▸ Problem description: Reproduce the listing below verbatim, keeping every line and character unchanged.

▸ Data for this task:
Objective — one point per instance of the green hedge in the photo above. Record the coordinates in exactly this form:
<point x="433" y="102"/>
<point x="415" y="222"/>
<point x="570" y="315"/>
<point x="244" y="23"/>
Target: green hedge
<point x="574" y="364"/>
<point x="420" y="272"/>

▸ Full solution:
Objective — one point per instance of the green hedge in the photo above. Record the coordinates in exactly this form:
<point x="433" y="102"/>
<point x="415" y="222"/>
<point x="570" y="315"/>
<point x="244" y="23"/>
Target: green hedge
<point x="574" y="364"/>
<point x="420" y="272"/>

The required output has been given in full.